**TEXTO DE LECTURA:**

============

O de Santiago López Petit:


Permanecemos encerrados en el interior de una gran ficción con el objetivo de salvarnos la vida. Se llama movilización total y, paradoxalmente, su forma extrema es el confinamiento. “La mayor contribución que podemos hacer es ésta: no se reúnan, no provoquen caos”, afirmaba un importante dirigente del Partido Comunista Chino. Y un mosso que vigilaba ayer Igualada añadía: “Recuerde que, si entra en la ciudad, ya no podrá volver a salir”, mientras le comentaba a un compañero: “el miedo consigue lo que no consigue nadie más”. Pero la gente muere, ¿verdad? Sí, claro. Sucede, sin embargo, que la naturalización actual de la muerte cancela el pensamiento crítico. Algunos ilusos hasta creen en ese nosotros invocado por el mismo poder que declara el estado de alarma: “Este virus lo pararemos juntos”. Pero solamente van a trabajar y se exponen en el metro aquellos que necesitan el dinero imperiosamente.

============

**SECCIÓN DE DATOS:**
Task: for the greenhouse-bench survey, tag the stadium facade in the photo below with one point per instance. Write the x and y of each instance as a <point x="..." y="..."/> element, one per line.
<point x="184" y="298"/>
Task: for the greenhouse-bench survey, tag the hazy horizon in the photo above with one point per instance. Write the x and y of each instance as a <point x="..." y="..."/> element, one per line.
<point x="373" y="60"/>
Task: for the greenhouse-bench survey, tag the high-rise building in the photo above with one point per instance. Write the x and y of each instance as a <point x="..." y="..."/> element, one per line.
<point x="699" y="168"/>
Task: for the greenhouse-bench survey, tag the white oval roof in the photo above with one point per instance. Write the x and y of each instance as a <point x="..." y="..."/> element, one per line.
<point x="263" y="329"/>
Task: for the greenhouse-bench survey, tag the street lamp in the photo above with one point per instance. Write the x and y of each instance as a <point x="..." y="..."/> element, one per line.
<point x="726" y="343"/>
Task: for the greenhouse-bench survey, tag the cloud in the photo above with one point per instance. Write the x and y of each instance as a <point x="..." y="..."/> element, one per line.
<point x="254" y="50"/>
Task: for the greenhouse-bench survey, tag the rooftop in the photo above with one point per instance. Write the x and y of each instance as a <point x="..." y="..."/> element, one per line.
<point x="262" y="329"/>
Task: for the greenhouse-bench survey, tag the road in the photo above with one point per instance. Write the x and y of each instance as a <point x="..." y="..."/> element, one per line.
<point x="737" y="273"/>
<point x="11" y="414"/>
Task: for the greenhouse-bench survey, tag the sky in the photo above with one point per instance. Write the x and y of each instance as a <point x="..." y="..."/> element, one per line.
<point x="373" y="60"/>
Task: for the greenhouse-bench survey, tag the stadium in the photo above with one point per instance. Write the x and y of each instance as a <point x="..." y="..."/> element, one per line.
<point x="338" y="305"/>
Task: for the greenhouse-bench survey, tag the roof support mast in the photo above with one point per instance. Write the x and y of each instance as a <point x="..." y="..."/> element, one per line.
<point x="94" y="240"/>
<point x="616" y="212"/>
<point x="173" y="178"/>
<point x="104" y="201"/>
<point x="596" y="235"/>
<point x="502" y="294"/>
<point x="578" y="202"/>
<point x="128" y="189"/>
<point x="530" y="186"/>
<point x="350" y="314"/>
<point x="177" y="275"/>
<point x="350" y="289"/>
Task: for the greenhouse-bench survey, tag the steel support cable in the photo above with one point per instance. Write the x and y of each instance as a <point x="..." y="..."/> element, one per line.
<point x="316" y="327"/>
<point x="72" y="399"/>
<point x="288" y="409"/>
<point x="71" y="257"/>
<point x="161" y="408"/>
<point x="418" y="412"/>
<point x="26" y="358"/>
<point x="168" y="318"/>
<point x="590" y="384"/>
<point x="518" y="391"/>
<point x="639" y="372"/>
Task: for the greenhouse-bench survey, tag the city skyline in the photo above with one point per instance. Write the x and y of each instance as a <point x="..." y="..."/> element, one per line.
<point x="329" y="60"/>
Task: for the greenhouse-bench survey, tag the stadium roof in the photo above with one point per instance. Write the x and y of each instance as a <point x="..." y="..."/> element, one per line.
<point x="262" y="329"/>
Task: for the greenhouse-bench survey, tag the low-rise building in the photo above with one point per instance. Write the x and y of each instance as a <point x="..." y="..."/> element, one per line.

============

**LISTA DE ACTIVIDADES:**
[A] Copia todas las citas que aparecen entre comillas en el texto de lectura.
[B] Responde a estas preguntas según el texto de lectura:
(i) ¿Cómo se llama la gran ficción en la que permanecemos encerrados?
(ii) ¿Qué ciudad vigilaba el mosso?
(iii) ¿Quiénes van a trabajar y se exponen en el metro?
No hace falta consultar los registros.

**SOLUCIONES:**
[A]
- "La mayor contribución que podemos hacer es ésta: no se reúnan, no provoquen caos"
- "Recuerde que, si entra en la ciudad, ya no podrá volver a salir"
- "el miedo consigue lo que no consigue nadie más"
- "Este virus lo pararemos juntos"

[B]
(i) Movilización total.
(ii) Igualada.
(iii) Aquellos que necesitan el dinero imperiosamente.